Aim of the exercise: Can you convert all of the lines below into a two-column CSV with the headers "prompt" and "annotation", giving one row per line with its text and its answer? Put each value in a single quoted field and replace any line breaks inside it with spaces.

--- start of Dataset rows ---

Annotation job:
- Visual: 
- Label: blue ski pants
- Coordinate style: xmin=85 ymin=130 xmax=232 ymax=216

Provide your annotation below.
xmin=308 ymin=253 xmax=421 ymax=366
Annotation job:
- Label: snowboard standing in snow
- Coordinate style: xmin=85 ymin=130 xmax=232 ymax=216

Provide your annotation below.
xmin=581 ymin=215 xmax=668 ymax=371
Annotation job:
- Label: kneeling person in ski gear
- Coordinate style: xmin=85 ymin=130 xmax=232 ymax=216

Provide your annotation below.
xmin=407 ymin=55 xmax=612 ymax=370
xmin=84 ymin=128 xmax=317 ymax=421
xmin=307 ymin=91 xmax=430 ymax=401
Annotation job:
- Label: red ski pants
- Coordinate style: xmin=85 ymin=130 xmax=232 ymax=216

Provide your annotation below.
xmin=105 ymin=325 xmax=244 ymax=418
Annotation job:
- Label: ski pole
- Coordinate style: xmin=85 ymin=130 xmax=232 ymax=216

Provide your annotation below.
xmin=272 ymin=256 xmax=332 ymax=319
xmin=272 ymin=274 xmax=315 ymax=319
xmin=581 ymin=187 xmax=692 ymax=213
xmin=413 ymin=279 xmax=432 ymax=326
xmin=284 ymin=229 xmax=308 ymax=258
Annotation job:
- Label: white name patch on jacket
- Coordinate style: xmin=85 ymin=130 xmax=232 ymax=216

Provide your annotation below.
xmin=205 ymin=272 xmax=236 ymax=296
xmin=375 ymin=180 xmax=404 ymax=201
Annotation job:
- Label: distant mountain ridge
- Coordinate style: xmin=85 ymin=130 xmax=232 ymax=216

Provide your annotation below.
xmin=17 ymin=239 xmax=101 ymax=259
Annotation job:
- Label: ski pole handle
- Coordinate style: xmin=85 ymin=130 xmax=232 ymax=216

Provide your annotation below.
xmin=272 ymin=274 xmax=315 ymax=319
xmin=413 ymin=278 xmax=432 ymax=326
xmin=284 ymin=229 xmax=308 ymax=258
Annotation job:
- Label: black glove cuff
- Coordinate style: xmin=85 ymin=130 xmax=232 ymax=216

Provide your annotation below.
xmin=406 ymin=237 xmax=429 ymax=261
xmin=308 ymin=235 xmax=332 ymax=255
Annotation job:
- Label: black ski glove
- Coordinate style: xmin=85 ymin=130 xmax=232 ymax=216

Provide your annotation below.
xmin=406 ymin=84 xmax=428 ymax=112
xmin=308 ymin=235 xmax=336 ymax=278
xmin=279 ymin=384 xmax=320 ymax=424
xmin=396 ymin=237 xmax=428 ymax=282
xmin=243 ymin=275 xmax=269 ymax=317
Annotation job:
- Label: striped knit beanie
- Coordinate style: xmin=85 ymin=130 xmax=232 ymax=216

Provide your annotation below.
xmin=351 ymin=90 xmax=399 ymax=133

--- end of Dataset rows ---

The result:
prompt,annotation
"Annotation job: - Visual: - Label: blue ski pants - Coordinate style: xmin=85 ymin=130 xmax=232 ymax=216 Provide your annotation below.","xmin=308 ymin=253 xmax=421 ymax=366"
"Annotation job: - Label: snowboard standing in snow - Coordinate style: xmin=85 ymin=130 xmax=232 ymax=216 Provide your annotation below.","xmin=581 ymin=215 xmax=668 ymax=371"
"Annotation job: - Label: kneeling person in ski gear - Coordinate style: xmin=85 ymin=130 xmax=232 ymax=216 Provide your annotation below.","xmin=407 ymin=55 xmax=612 ymax=370 xmin=84 ymin=128 xmax=317 ymax=421 xmin=307 ymin=91 xmax=430 ymax=401"
"Annotation job: - Label: red ski pants - Coordinate style: xmin=85 ymin=130 xmax=232 ymax=216 Provide your annotation below.","xmin=105 ymin=325 xmax=244 ymax=418"
"Annotation job: - Label: ski pole - Coordinate style: xmin=85 ymin=130 xmax=232 ymax=216 Provide your annotation below.","xmin=272 ymin=256 xmax=332 ymax=319 xmin=272 ymin=274 xmax=315 ymax=319 xmin=581 ymin=187 xmax=692 ymax=213 xmin=413 ymin=279 xmax=432 ymax=326 xmin=284 ymin=229 xmax=308 ymax=258"
"Annotation job: - Label: white name patch on jacket - Coordinate style: xmin=85 ymin=130 xmax=232 ymax=216 Provide your annotation below.","xmin=205 ymin=272 xmax=236 ymax=296 xmin=375 ymin=180 xmax=404 ymax=201"
"Annotation job: - Label: distant mountain ridge - Coordinate style: xmin=85 ymin=130 xmax=232 ymax=216 Provide your annotation below.","xmin=17 ymin=239 xmax=101 ymax=259"
"Annotation job: - Label: ski pole handle - Coordinate style: xmin=85 ymin=130 xmax=232 ymax=216 Provide your annotation below.","xmin=272 ymin=274 xmax=315 ymax=319 xmin=413 ymin=278 xmax=432 ymax=326 xmin=284 ymin=229 xmax=308 ymax=258"
"Annotation job: - Label: black glove cuff - Coordinate style: xmin=85 ymin=130 xmax=232 ymax=216 Provide your annotation below.","xmin=406 ymin=237 xmax=429 ymax=261 xmin=308 ymin=235 xmax=332 ymax=255"
"Annotation job: - Label: black ski glove - Coordinate style: xmin=85 ymin=130 xmax=232 ymax=216 Provide your annotation below.","xmin=406 ymin=84 xmax=428 ymax=112 xmin=308 ymin=235 xmax=336 ymax=278 xmin=279 ymin=384 xmax=320 ymax=424 xmin=396 ymin=237 xmax=428 ymax=282 xmin=243 ymin=275 xmax=269 ymax=317"
"Annotation job: - Label: striped knit beanie - Coordinate style: xmin=85 ymin=130 xmax=232 ymax=216 Provide your annotation below.","xmin=351 ymin=90 xmax=399 ymax=133"